++++ TEXTE À ÉTUDIER ++++

Il faut dire que le film se situe presque entièrement dans le sauna, un challenge en termes techniques bien sûr (obscurité, buée, exiguïté, écho), mais aussi en termes narratifs, tant c’est un lieu d’intimité et de nudité, corporelle et émotionnelle. Un lieu où l’on évacue toutes ses toxines, aussi bien physiques que psychologiques. “Le sauna à fumée est un endroit où l’on entre nu, où l’on enlève ses vêtements aussi bien sur le plan corporel qu’émotionnel, où l’on lave son corps et son esprit, où l’on transpire la saleté physique mais aussi mentale. Cet endroit nous autorise à tout relâcher, on doit s’y sentir en sécurité. Je sais bien qu’en tant que cinéaste, on pose un regard, et je voulais m’assurer que mon regard ne soit pas sexualisant. Avec mon chef opérateur, nous avons fait de nombreux tests en filmant mon propre corps, pour trouver un langage visuel où moi-même je me sente en sécurité. Quand j’ai partagé cette expérience avec les femmes que je voulais filmer, ça les a beaucoup rassurées. Elles ont ensuite elles-mêmes décidé ce qu’elles étaient d’accord que l’on montre, souvent uniquement leur corps. La femme dont on voit souvent le visage dans le film nous a rejoints alors que le tournage avait déjà commencé. C’est l’une des premières qui a accepté que l’on montre son visage. Ça m’a presque déroutée, j’avais plutôt prévu de suivre des voix. Mais quand j’ai remarqué la façon dont elle écoutait, de façon tellement active et présente, je me suis dit que c’était un cadeau pour le film. En montrant ce visage à l’écoute, c’est aussi l’essence du sauna que l’on montre. Combien le simple acte d’écouter peut être puissant et empouvoirant. C’est là qu’adviennent la guérison, l’apaisement, la cicatrisation. On peut avoir des opinions totalement différentes, et pour autant avoir un lieu où l’on peut s’écouter. Ça me donne de l’espoir, en fait. On vit dans un monde tellement polarisé, qu’un endroit où l’on peut être ensemble, se reconnecter avec notre cœur, c’est primordial et précieux.”

++++ EXTRAIT DE DONNÉES ++++

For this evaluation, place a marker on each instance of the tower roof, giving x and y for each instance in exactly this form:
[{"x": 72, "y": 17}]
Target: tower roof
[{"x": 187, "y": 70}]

++++

CONSIGNES ->
1. Répondez à ces questions à partir du texte sur le sauna :
(a) Quelles difficultés techniques le tournage dans le sauna pose-t-il ?
(b) Qu'est-ce qui a été filmé pour les tests faits avec le chef opérateur ?
(c) Qu'est-ce que la cinéaste avait prévu de suivre au départ, plutôt que des visages ?
2. Poursuivez le texte sur le sauna à partir de sa dernière phrase.
Le matériau placé après le texte est indépendant et n'a aucun lien avec lui.

CORRIGÉ ->
1.
(a) L'obscurité, la buée, l'exiguïté et l'écho.
(b) Le propre corps de la cinéaste.
(c) Des voix.

2.
Notre de critique de Smoke Sauna Sisterhood ****
D’Anna Hints. 1 h 29. Sortie: 13/12.
Dans l’enceinte ouatée d’un sauna à fumée, au cœur de la campagne estonienne, un groupe de femmes partage les histoires qui jalonnent leur vie, des expériences aussi singulières qu’universelles, qui s’inscrivent dans un vécu commun à leur sororité, et plus encore. Anna Hints filme le sauna comme une bulle, un espace-temps protégé où les corps débarrassés des toxines rendent possible l’émergence de la voix, et de la parole. Une parole d’autant plus forte qu’elle est activement et puissamment écoutée, cette écoute devenant la promesse d’une guérison possible. Filmant les corps dans leur présence pure, libérés de toute érotisation, la réalisatrice offre à voir et entendre avec une grande sensibilité cinématographique une expérience collective puissante où les souffrances, reconnues, sont comme absorbées par le groupe pour mieux alléger les peines.